##### TEXTO DE ORIGEM
Os Braganças e a França
A dinastia de Borgonha que fundou o reino de Portugal no século XII é, na sua origem, francesa, o que daria margem a se dizer que as relações entre a monarquia portuguesa e a França existiram desde o nascedouro.
Mas nos séculos subsequentes, além dos laços históricos e geográficos que sempre ligaram este reino aos demais da Península Ibérica (reunidos a partir de 1492 sob a coroa da Espanha), foi da Inglaterra que Portugal se aproximou, sobretudo quando a nova dinastia de Avis (ramo bastardo da primeira dinastia) subiu ao trono (1385-1580). Os Braganças também têm a bastardia na origem, desta vez por meio de Dom Afonso, filho havido pelo rei Dom Duarte I (1433-1438) fora do casamento. Em 1580 morreu Henrique I, o último dos Avis, e Portugal tornou-se parte do enorme império de Filipe II de Habsburgo, recuperando a autonomia em 1640 sob o comando do duque de Bragança, a partir de então João IV (1640-1656). Foi sob a nova dinastia dos Braganças que Portugal adotou uma difícil política de neutralidade, procurando manter-se equidistante da esfera de influência das duas grandes monarquias da época, a França e a Inglaterra. A recuperação da soberania política arrastou Portugal para a guerra contra a Espanha, que só reconheceu os Braganças como dinastia reinante em 1668, pressionando o Papado para também adiar tal reconhecimento.
##########
**OBJETIVOS**
• 1. Responda com base no texto sobre os Braganças e a França:
(a) Qual é a origem da dinastia de Borgonha?
(b) Quem morreu em 1580?
(c) Em que ano a Espanha reconheceu os Braganças como dinastia reinante?
• 2. Devolva sem alterações o trecho do texto sobre os Braganças e a França que começa em "Os Braganças e" e segue até "desde o nascedouro.".
##### DADOS FORNECIDOS
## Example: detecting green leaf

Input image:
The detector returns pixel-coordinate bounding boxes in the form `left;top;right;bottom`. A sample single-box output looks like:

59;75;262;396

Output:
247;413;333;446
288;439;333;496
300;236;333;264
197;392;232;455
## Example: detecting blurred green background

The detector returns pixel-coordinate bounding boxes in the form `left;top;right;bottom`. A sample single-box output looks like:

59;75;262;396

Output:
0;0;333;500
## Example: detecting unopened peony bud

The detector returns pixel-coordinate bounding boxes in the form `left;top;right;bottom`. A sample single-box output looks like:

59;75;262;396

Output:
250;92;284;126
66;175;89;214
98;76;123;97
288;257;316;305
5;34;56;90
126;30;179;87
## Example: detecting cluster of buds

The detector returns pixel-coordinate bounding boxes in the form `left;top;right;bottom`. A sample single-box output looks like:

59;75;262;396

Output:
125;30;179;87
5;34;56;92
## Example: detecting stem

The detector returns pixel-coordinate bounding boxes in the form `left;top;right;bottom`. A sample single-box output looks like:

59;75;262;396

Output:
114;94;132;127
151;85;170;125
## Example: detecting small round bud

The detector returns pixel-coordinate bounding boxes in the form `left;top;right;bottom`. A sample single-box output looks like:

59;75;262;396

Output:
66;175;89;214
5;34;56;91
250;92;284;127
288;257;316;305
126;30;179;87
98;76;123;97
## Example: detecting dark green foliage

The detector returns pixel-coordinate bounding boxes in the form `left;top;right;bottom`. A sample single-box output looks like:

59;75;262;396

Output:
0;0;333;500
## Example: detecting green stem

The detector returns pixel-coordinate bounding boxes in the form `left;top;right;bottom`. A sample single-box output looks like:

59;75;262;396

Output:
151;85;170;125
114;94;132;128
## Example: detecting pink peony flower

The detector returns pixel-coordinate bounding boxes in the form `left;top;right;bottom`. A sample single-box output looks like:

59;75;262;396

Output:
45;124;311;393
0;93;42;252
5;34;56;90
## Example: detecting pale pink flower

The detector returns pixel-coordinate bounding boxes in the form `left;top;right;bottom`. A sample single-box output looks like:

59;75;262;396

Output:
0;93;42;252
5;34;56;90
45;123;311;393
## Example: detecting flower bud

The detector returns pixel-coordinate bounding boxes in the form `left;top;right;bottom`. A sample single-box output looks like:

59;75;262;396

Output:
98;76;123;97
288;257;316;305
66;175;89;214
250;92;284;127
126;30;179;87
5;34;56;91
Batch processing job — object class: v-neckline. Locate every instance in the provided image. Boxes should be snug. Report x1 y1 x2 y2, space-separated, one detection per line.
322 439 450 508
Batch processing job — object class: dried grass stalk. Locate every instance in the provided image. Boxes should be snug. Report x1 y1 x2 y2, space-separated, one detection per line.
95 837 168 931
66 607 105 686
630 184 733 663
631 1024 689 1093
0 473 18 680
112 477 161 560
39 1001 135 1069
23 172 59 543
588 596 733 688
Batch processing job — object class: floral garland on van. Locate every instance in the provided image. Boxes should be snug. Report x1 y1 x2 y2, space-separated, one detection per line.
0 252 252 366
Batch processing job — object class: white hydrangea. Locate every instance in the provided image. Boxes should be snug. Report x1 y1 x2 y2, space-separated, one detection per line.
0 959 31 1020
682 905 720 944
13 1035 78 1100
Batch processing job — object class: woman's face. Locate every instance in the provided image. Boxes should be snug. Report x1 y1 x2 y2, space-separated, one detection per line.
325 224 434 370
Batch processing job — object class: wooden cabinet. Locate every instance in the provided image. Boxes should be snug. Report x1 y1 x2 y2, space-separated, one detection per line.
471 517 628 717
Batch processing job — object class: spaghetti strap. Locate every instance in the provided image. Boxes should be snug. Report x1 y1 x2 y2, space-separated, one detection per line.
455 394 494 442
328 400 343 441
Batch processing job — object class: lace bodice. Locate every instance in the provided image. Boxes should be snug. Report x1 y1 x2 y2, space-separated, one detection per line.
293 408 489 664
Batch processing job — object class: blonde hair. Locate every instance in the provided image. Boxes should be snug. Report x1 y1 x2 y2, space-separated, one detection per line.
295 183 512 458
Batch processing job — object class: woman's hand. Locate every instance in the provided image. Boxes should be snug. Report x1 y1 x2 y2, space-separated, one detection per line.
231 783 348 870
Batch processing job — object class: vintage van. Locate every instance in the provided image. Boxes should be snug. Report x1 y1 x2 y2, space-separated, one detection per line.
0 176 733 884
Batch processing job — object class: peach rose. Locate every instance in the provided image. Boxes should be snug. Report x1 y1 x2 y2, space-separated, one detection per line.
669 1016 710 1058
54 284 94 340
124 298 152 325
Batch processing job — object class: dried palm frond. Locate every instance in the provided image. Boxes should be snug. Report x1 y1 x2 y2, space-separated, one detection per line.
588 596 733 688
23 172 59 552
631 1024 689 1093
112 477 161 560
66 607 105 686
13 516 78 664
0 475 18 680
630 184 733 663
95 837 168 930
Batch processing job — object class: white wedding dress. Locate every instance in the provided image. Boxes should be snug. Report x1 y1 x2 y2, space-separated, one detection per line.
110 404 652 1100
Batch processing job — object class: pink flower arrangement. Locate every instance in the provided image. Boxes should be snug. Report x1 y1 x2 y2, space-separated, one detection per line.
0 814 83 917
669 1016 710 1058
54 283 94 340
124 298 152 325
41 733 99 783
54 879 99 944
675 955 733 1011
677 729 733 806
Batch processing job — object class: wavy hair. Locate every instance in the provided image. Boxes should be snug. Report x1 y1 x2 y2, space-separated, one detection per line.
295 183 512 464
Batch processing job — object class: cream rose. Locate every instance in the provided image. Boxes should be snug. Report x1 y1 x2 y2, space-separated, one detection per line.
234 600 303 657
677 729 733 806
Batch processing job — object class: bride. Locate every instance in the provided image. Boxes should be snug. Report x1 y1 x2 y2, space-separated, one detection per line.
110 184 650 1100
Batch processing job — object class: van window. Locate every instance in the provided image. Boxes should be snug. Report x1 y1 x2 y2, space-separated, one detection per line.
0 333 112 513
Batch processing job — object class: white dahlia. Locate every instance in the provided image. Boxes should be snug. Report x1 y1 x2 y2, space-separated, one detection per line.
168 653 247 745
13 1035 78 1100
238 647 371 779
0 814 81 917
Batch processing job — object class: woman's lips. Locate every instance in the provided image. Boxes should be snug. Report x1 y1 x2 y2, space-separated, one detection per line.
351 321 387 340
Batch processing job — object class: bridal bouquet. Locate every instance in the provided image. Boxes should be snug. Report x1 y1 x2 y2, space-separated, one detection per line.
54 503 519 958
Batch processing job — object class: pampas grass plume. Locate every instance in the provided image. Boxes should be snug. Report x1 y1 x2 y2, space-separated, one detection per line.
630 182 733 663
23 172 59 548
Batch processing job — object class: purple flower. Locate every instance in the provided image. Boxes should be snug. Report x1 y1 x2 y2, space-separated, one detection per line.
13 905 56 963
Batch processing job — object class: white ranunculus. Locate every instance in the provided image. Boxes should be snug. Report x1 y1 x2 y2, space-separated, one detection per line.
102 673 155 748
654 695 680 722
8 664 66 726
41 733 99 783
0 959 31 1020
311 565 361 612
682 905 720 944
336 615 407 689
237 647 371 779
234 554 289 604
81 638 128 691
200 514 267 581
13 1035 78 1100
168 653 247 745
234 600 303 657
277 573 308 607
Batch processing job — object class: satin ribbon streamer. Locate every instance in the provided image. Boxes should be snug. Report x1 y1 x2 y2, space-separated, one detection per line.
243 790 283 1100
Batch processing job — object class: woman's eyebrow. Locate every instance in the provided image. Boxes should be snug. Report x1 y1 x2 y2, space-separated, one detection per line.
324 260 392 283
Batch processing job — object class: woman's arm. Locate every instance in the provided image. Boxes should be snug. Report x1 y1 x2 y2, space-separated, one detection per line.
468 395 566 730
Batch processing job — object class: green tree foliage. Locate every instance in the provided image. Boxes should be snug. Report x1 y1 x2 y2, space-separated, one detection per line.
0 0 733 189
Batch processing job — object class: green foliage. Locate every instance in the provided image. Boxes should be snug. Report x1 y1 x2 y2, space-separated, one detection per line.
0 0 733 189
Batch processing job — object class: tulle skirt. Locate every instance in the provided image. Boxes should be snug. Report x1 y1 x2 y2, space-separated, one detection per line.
##########
**RESPOSTAS DO EXERCÍCIO**
• 1.
(a) Francesa.
(b) Henrique I, o último dos Avis.
(c) Em 1668.

• 2.
Os Braganças e a França
A dinastia de Borgonha que fundou o reino de Portugal no século XII é, na sua origem, francesa, o que daria margem a se dizer que as relações entre a monarquia portuguesa e a França existiram desde o nascedouro.